(PASSAGE FOR REVIEW Opens)
Q3. One of the tests of integrity is complete refusal to be compromised. Explain with reference to a real life example.
Introduction :- Integrity is the consistency between one’s thoughts, words and actions. It is required in personal life and for a civil servant in order to be aligned to the core principles in life. Being integrated with principles of truth, efficiency, service and putting Organisational, public interests above personal interests is required.
As Alan Simpson had said “If you have integrity nothing else matters and if you don’t have integrity nothing else matters”
Integrity is about complete refusal to be compromised. Even if a small element of compromise is involved the person/ organisation can’t be assumed to be integrated as they compromised on the base of integrity. Conducting integrated behaviour in real sense requires utmost dedication, courage of conviction, desire to do welfare of maximum people and readiness to face hardships for principles.
Gandhiji said “It’s very difficult to have honest behaviour but not impossible to do it.” This can be further illustrated with real life examples.
For a student integrity is complete refusal to cheat in examination while for a Railway TTE it is not taking even 50-100 rs for adjusting passengers.
Civil servants like S R Shankaran showed complete integrity with the public service and refused to compromise it. He remained unmarried for lifetime in order to dedicate his whole time and life for uplifting the weaker sections of society. He works zealously for Schedules Castes people, bonded labourers etc.
Q4. India accounts for the highest TB incidence (23%) and mortality (26%) globally. How can India combat TB effectively? Discuss strategies.
In India, each year, approx. 220, 000 deaths are reported due to Tuberculosis. Between 2006 and 2014, the disease cost Indian economy USD 340 billion. This public health problem is the world’s largest tuberculosis epidemic.
India bears a disproportionately large burden of the world’s tuberculosis rates, as it continues to be the biggest health problem in India. It remains one of the largest on India’s health and wellness scale. India is the highest TB burden country with World Health Organisation (WHO) statistics for 2011 giving an estimated incidence figure of 2.2 million cases of TB for India out of a global incidence of 9.6 million cases.
(PASSAGE FOR REVIEW Closes)
(DATA EXCERPTS Opens)
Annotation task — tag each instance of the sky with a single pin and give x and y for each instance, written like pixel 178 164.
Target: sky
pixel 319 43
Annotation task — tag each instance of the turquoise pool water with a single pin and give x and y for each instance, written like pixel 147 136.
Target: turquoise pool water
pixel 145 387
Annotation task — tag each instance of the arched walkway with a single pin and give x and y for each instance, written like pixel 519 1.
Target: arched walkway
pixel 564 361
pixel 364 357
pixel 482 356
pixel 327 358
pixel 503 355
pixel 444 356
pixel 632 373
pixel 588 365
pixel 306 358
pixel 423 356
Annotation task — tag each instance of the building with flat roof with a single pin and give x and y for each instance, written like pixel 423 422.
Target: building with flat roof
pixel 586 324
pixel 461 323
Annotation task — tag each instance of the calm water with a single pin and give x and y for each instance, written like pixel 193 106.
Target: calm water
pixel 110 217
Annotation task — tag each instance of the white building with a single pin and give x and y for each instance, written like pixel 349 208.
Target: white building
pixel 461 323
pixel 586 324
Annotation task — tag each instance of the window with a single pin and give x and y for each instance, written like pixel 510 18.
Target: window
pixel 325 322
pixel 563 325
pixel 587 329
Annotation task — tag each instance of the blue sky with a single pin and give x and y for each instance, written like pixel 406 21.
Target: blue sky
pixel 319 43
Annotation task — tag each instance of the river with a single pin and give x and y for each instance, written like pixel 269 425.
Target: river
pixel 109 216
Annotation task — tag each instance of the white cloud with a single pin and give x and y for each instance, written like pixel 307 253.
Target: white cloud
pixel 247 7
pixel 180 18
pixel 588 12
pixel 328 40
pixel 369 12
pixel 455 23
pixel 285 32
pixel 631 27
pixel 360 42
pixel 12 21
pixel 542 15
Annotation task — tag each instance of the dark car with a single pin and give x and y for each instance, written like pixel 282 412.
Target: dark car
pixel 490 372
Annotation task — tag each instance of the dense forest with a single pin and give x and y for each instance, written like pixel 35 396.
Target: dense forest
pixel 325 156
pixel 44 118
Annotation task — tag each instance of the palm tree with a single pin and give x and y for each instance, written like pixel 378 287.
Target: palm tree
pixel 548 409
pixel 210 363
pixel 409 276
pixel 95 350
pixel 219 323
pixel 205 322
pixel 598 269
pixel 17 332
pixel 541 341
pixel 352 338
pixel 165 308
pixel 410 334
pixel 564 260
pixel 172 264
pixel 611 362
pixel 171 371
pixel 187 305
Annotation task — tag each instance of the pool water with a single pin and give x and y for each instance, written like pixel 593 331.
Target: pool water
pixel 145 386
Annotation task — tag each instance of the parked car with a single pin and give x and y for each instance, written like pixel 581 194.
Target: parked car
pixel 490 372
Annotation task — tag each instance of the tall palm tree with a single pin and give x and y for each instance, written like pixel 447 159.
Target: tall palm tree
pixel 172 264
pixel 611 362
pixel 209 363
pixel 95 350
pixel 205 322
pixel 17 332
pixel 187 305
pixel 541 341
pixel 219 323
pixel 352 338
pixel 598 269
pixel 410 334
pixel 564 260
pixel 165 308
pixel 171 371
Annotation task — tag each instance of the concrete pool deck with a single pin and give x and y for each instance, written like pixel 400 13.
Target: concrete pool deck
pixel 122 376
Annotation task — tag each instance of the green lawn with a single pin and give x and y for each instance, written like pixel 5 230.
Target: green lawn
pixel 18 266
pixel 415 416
(DATA EXCERPTS Closes)
**WORK ORDER 1**
Decide whether each statement below agrees with the passage on integrity and tuberculosis. Answer yes or no for each, quoting the words of the passage that decide it.
(a) S R Shankaran stayed unmarried throughout his life.
(b) The WHO figure of 2.2 million cases for 2011 is the global incidence of TB.
(c) The passage credits Gandhiji with the saying that if you have integrity nothing else matters.
**WORK ORDER 2**
Resume the passage on integrity and tuberculosis, starting right after its last sentence.

**EXERCISE RESPONSE 1**
(a) Yes: "He remained unmarried for lifetime in order to dedicate his whole time and life for uplifting the weaker sections of society."
(b) No: "an estimated incidence figure of 2.2 million cases of TB for India out of a global incidence of 9.6 million cases."
(c) No: "As Alan Simpson had said "If you have integrity nothing else matters and if you don't have integrity nothing else matters""

**EXERCISE RESPONSE 2**
Strategies to combat TB effectively :-
Focusing on TB prevention strategy like TB vaccination, TB education, TB reporting, Stopping spread of MDR TB and Implementing the WHO Stop TB Strategy in a new form, energy etc.
The Indian government’s Revised National TB Control Programme (RNTCP) started in India during 1997. The program uses the WHO recommended Directly Observed Treatment Short Course (DOTS) strategy to develop ideas and data on TB treatment. However owing to it’s lacunas the need is to check it’s timely dosages, encourage patients for strict completions of cources and spreading awareness about government programs.
Chemical strategy to combat TB is also effective. Current TB treatments are based on combinations of the drugs isoniazid, rifampicin, ethambutol, and pyrazinamide. The new reaserches like 2-(Quinolin-4-yloxy) acetamide study and ITD-based candidates will be helpful.
Implementing End TB strategy by WHO which focuses on 80% drop in new TB cases by 2030, 90% drop in deaths due to TB by 2030 and 100% of family affected cost saving from TB.
Roping in civil society organisations and NGOs into TB eradication like The Tuberculosis Association of India.
India is moving optimistically on path of TB eradication. There was a 34% increase in case notifications by health-care providers in the private sector between 2013 and 2015. It improved from 61% in 2015 to 69% in 2016. Domestic funding (74%, $387 million) was raised for anti TB work. Governments efforts such as DOTS, X PERT, Revised national TB program, Mission Indradhanush, Nikshay, N-eHA, 90-90-90 atrategy are steps in right direction.